* start RECORDS FOR THE TASK *

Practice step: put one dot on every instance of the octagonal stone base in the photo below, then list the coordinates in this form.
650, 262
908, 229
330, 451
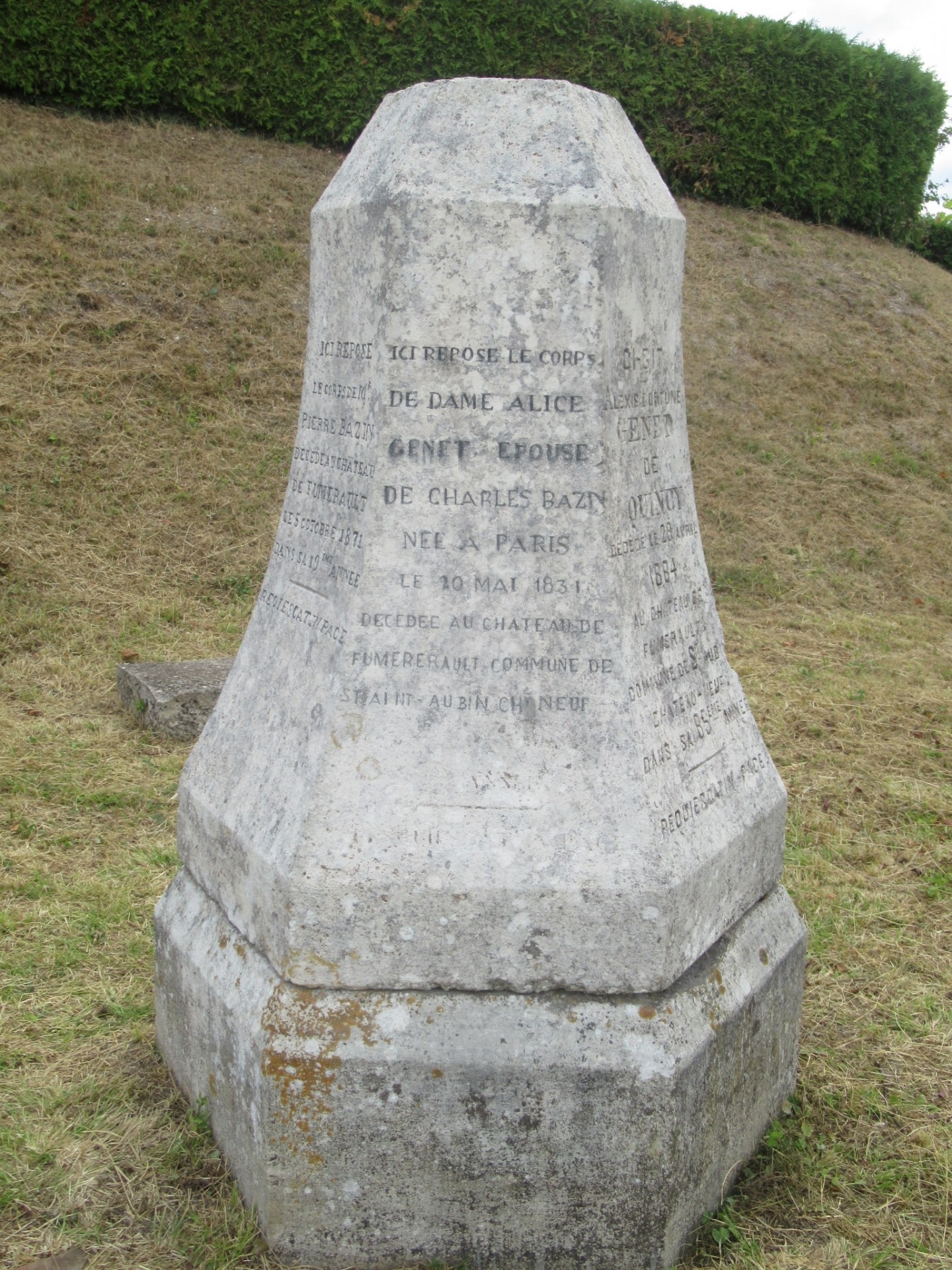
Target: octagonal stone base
380, 1128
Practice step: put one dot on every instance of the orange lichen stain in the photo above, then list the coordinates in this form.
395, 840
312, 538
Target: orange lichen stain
303, 1078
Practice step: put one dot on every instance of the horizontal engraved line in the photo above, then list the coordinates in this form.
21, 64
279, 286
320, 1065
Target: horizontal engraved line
480, 807
305, 586
720, 751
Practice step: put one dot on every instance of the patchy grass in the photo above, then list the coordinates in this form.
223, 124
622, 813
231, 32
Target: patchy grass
153, 312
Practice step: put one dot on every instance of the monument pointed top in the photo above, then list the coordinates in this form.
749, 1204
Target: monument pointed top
498, 140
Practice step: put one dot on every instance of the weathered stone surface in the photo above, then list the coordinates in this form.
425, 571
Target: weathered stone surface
481, 732
477, 951
381, 1128
173, 698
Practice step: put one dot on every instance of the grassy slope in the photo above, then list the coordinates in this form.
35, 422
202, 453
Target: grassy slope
153, 309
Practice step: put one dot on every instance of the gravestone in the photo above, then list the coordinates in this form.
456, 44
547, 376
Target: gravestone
477, 949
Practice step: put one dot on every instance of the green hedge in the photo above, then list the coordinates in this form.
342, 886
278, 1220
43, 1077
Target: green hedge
738, 110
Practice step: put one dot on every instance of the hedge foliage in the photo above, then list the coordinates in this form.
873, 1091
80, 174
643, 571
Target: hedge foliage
933, 238
738, 110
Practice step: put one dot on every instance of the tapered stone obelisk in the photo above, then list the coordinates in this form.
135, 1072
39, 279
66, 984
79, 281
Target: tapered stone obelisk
477, 949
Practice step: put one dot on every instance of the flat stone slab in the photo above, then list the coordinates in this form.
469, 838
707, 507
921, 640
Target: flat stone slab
173, 698
555, 1130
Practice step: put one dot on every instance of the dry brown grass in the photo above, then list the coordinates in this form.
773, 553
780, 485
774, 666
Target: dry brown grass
153, 309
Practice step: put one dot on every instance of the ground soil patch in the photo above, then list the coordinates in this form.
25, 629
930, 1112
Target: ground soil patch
153, 316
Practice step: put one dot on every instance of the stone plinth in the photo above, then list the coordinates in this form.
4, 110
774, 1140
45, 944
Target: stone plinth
481, 763
173, 698
557, 1130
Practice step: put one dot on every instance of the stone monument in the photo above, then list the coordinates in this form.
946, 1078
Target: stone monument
477, 951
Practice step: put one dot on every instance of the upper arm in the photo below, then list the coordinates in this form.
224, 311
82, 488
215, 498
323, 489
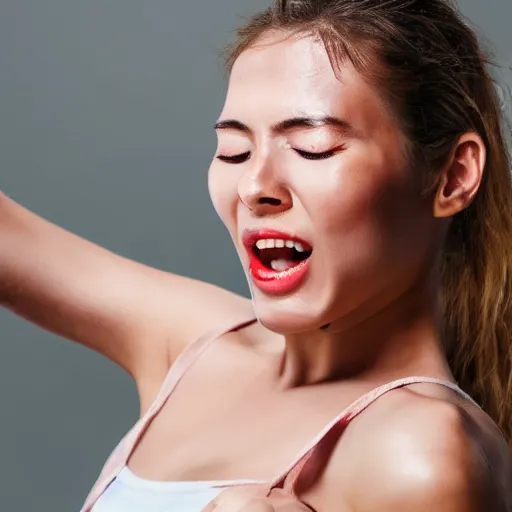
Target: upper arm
137, 316
420, 457
429, 463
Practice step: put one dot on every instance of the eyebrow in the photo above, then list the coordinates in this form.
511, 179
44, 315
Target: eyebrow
289, 124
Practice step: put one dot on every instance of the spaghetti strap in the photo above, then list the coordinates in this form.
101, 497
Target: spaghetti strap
120, 455
311, 461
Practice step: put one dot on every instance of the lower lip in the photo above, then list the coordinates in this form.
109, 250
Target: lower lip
277, 283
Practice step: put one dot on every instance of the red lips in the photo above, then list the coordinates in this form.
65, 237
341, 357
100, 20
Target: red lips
268, 280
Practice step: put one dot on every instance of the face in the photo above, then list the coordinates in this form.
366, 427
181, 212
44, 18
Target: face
310, 179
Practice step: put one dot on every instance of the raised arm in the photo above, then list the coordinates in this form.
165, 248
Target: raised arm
137, 316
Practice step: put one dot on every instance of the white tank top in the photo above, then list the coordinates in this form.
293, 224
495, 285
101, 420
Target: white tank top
130, 493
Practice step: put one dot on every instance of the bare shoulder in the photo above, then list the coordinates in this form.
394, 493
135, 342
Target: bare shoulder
412, 452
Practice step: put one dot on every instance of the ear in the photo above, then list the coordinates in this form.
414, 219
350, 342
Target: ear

* end RECORDS FOR THE TASK *

Go through the data above and transcribe it in full, omitting any image.

◆ ANSWER TO THE PROBLEM:
Practice step: put one dot on every instance of the octagonal stone base in the photo below, then list the coordinates in this form.
650, 262
908, 229
330, 451
Target: octagonal stone base
380, 1128
Practice step: put one dot on every instance of the orange lichen stain in the photo above, then list the coordinates in this form.
395, 840
312, 538
Target: orange lichen stain
303, 1078
Practice step: put one dot on every instance of the horizontal engraved line in the photo above, then list the coordinates in this form.
21, 64
279, 286
320, 1065
Target: horizontal engraved line
480, 807
305, 586
720, 751
Practice step: put one dot on every instance of the patchy grass in the photo above, then list the coordinates in this form.
223, 124
622, 813
231, 32
Target: patchy grass
153, 312
Practice step: put one dot on every instance of the monument pointed top in the photo above, then list the coordinates in this form.
749, 1204
Target: monument pointed top
498, 140
Practice step: put one dot on every instance of the weathered stone surface in the photo above, then list the coordinates in this form.
425, 571
Target: weathered stone surface
481, 732
477, 951
381, 1128
173, 698
Practice step: put one dot on every instance of the grassy slope in the photo above, then list the coordinates in this form.
35, 422
202, 453
Target: grassy slope
153, 309
Practice step: put one dot on every instance of the gravestone in the photo above, then list the coordinates in this form.
456, 44
547, 376
Target: gravestone
477, 949
Practice step: put one dot on every instance of the green hedge in the photo above, then list the coordinates in this form.
342, 886
278, 1220
43, 1077
Target: green hedge
738, 110
Practice step: put one dot on every instance of the hedge foliage in the photo above, then list the coordinates in this form.
873, 1091
80, 174
643, 571
Target: hedge foliage
933, 238
738, 110
Practice step: put one dot on every instance of the tapered stone obelisk in the photo above, then list the coordinates in this form.
135, 1072
39, 279
66, 984
79, 281
Target: tapered stone obelisk
477, 949
Practice step: put one dot on every instance of the flat stone slab in the photo above, then list the coordinates in this form.
469, 838
707, 507
921, 640
Target: flat stone slab
173, 698
555, 1130
Practice step: put one dot on every instance of the dry brown grass in the photo above, then list the coordinates in this form.
773, 553
780, 485
774, 666
Target: dry brown grass
153, 309
Practice step: put one dot on every instance of the ground soil patch in the photo above, then list the coordinates in this form.
25, 629
930, 1112
Target: ground soil patch
153, 316
Practice step: put one dot on every instance of the stone plinth in the photo above, then list the coordinates in this form.
4, 110
774, 1140
45, 944
Target: stone plinth
481, 763
173, 698
557, 1130
Practice step: put one dot on every instance of the stone monument in the photo above, then list the coordinates in this form.
946, 1078
Target: stone monument
477, 951
Practice step: put one dot on every instance of the upper arm in the photo below, then list the coordinates in this form.
224, 311
82, 488
215, 498
323, 489
Target: upper arm
137, 316
420, 457
429, 463
Practice step: put one dot on every instance of the eyebrow in the photo above, then list the coordinates in this form.
511, 179
44, 315
Target: eyebrow
289, 124
Practice step: put one dot on every instance of the spaghetti strap in the photo above, then list the coordinates in this form.
101, 497
Target: spaghetti strap
120, 455
311, 461
Practice step: put one dot on every instance of the lower lip in the photo above, then list the coordinates in this form.
109, 250
Target: lower lip
277, 283
Practice step: put one dot on every instance of the red lips in the photo above, then list the coordinates in this form.
65, 237
341, 357
100, 20
Target: red lips
268, 280
Practice step: put one dot on every instance of the face in the photo above, then list the coordinates in this form.
366, 427
181, 212
44, 18
Target: face
310, 179
Practice step: put one dot on every instance of the raised arm in the photo above, then list the coordinates in this form.
165, 248
Target: raised arm
137, 316
Practice step: put one dot on every instance of the white tank top in the photo above, then list the coordinates in this form.
293, 224
495, 285
101, 420
Target: white tank top
130, 493
Practice step: put one dot on every instance of the bare shoulder in the photo above, then list the coordinates in this form.
394, 493
135, 342
Target: bare shoulder
412, 452
Practice step: put one dot on every instance of the ear in the photo above, then list the coordinates in this form.
414, 219
350, 342
Target: ear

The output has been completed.